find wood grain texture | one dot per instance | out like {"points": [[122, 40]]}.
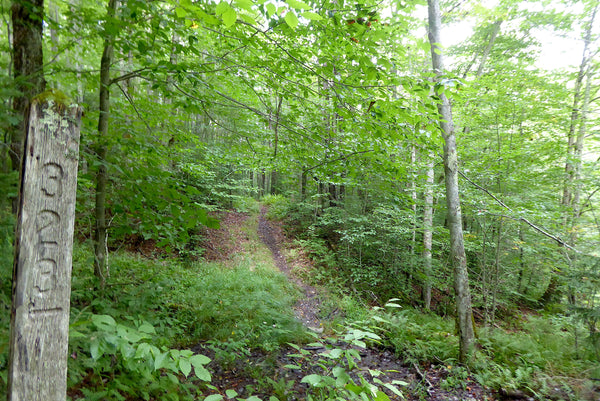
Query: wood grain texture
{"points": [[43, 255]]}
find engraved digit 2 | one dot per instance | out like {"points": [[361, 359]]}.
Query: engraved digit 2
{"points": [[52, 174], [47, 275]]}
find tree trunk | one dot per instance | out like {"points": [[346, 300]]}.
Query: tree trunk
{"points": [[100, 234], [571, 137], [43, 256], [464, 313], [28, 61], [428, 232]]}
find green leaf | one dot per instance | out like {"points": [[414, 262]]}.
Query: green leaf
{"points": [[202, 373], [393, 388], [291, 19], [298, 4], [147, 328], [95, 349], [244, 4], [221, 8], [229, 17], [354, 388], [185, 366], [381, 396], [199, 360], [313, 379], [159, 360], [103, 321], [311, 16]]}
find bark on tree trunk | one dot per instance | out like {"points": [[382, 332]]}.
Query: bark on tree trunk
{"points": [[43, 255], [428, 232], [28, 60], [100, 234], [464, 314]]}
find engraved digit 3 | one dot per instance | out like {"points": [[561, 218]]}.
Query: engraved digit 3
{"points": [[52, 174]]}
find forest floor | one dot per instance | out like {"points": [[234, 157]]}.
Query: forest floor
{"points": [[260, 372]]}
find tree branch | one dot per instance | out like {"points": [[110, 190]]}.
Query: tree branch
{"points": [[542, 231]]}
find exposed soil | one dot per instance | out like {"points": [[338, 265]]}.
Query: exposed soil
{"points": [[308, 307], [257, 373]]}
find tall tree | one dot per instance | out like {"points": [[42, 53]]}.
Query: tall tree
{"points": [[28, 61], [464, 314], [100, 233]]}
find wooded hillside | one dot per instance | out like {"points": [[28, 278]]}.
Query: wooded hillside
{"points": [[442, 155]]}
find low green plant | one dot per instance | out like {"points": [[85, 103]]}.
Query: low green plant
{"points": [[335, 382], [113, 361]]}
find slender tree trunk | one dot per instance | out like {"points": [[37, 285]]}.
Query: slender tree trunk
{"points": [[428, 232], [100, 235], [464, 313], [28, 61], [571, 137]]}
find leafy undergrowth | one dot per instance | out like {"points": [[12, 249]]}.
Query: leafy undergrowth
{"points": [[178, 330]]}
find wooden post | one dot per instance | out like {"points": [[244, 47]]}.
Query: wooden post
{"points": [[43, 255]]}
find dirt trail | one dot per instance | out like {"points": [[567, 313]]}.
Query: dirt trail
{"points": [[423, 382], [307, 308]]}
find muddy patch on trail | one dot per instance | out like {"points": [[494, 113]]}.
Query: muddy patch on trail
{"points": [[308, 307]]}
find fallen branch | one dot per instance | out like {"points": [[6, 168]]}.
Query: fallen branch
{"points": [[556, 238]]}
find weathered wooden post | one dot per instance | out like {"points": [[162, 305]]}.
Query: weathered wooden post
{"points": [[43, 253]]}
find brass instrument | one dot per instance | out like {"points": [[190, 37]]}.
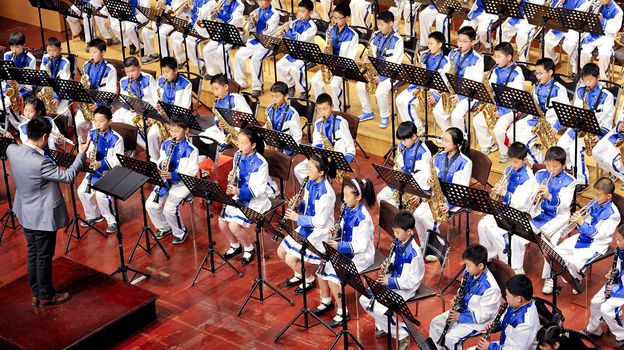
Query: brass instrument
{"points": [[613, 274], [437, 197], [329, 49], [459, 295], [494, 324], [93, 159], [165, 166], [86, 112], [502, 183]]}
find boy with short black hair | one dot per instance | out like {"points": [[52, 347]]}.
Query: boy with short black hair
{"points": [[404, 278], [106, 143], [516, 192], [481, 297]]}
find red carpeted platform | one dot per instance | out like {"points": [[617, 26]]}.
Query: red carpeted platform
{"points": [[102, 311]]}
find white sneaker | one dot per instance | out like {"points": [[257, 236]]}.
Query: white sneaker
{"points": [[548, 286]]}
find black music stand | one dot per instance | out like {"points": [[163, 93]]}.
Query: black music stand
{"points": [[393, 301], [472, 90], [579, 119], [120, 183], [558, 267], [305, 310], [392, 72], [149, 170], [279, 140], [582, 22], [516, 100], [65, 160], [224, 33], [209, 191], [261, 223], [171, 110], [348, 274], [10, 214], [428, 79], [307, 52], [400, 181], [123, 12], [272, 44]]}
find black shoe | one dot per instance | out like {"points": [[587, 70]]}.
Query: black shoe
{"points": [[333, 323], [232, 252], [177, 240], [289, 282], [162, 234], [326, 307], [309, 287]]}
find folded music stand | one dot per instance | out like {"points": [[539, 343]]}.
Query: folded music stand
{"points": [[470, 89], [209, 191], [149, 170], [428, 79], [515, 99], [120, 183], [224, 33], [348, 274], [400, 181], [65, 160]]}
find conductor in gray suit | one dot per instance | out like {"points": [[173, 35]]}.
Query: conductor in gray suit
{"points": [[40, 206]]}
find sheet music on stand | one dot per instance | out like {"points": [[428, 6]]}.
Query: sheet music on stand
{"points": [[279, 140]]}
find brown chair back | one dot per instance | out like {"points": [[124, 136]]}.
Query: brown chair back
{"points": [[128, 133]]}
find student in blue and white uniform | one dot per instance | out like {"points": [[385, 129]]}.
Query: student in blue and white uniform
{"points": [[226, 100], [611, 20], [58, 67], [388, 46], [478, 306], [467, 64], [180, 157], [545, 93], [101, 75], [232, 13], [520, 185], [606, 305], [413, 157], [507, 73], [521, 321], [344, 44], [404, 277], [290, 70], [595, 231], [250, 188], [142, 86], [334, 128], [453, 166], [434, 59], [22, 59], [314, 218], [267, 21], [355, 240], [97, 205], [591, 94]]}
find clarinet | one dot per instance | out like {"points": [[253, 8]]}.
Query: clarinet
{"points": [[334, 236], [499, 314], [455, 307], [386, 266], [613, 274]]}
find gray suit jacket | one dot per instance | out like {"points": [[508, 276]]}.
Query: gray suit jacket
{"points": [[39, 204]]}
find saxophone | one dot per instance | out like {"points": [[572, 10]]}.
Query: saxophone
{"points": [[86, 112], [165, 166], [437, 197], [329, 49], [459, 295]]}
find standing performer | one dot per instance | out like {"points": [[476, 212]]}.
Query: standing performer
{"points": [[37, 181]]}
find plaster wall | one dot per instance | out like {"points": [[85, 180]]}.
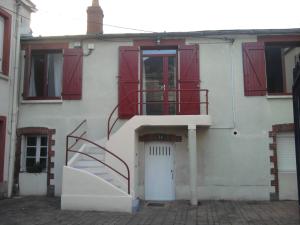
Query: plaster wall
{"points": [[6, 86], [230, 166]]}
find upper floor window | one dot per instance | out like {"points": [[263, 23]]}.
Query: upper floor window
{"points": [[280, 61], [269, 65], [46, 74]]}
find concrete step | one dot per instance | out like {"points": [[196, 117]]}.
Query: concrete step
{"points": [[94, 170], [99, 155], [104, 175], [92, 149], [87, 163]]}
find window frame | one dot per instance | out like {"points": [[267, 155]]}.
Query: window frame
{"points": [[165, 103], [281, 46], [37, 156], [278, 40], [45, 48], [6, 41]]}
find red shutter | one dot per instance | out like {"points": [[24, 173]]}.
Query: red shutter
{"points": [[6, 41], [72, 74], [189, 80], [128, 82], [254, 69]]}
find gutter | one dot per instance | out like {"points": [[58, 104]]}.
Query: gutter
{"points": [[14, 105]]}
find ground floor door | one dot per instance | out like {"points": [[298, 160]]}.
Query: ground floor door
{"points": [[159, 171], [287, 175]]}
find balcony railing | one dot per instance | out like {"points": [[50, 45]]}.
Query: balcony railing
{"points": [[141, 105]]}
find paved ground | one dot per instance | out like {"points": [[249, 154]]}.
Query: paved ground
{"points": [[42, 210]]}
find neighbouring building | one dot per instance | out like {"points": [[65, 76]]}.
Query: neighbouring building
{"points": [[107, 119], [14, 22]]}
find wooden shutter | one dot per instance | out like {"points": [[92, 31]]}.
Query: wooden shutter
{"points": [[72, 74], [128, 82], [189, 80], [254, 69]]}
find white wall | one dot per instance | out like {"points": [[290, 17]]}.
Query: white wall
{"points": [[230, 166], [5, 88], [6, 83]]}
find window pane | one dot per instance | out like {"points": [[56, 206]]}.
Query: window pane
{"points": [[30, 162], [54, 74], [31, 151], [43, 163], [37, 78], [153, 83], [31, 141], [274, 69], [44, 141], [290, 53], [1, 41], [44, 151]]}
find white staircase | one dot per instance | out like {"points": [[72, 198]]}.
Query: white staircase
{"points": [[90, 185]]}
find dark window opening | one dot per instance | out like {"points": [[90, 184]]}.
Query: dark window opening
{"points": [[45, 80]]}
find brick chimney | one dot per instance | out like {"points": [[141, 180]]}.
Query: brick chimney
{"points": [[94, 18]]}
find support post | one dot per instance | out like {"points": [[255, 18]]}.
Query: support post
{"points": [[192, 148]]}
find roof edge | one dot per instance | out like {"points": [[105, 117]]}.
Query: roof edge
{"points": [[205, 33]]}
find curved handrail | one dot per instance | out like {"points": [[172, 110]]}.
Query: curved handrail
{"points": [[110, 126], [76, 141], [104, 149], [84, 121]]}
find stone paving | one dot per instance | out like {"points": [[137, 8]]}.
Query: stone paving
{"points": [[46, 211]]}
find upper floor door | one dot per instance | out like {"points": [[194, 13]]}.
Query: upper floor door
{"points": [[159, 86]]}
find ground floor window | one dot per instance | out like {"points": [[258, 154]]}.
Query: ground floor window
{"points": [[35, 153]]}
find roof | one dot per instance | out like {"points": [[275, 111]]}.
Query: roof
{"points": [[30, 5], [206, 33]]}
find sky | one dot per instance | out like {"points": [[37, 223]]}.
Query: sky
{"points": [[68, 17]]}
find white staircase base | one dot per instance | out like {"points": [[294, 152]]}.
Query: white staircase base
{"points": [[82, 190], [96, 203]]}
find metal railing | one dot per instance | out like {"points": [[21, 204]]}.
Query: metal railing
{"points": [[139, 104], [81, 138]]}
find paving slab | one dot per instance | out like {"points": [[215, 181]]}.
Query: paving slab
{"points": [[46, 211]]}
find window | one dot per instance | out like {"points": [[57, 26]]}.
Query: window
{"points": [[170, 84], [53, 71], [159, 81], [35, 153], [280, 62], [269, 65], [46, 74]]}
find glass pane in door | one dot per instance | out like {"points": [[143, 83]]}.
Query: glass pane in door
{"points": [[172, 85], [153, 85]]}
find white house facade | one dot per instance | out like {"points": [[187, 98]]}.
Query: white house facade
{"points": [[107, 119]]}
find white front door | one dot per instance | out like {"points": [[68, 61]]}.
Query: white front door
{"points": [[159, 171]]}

Description of the task: Return, unchanged, each line from the line containing "find window |" through the last line of the material.

Expected answer:
find window | one dot per instance | out like {"points": [[57, 26]]}.
Query: window
{"points": [[170, 84], [53, 71], [159, 81], [35, 153], [280, 62], [269, 65], [46, 74]]}
find glass pane in door | one dot per instance | out like {"points": [[143, 83]]}.
Query: glass pane in door
{"points": [[172, 85], [153, 85]]}
find white house facade | one dot per instance | out like {"points": [[187, 98]]}.
Query: white house facade
{"points": [[107, 119]]}
find white front door | one dot per instance | out like {"points": [[68, 61]]}.
Query: white front door
{"points": [[159, 171]]}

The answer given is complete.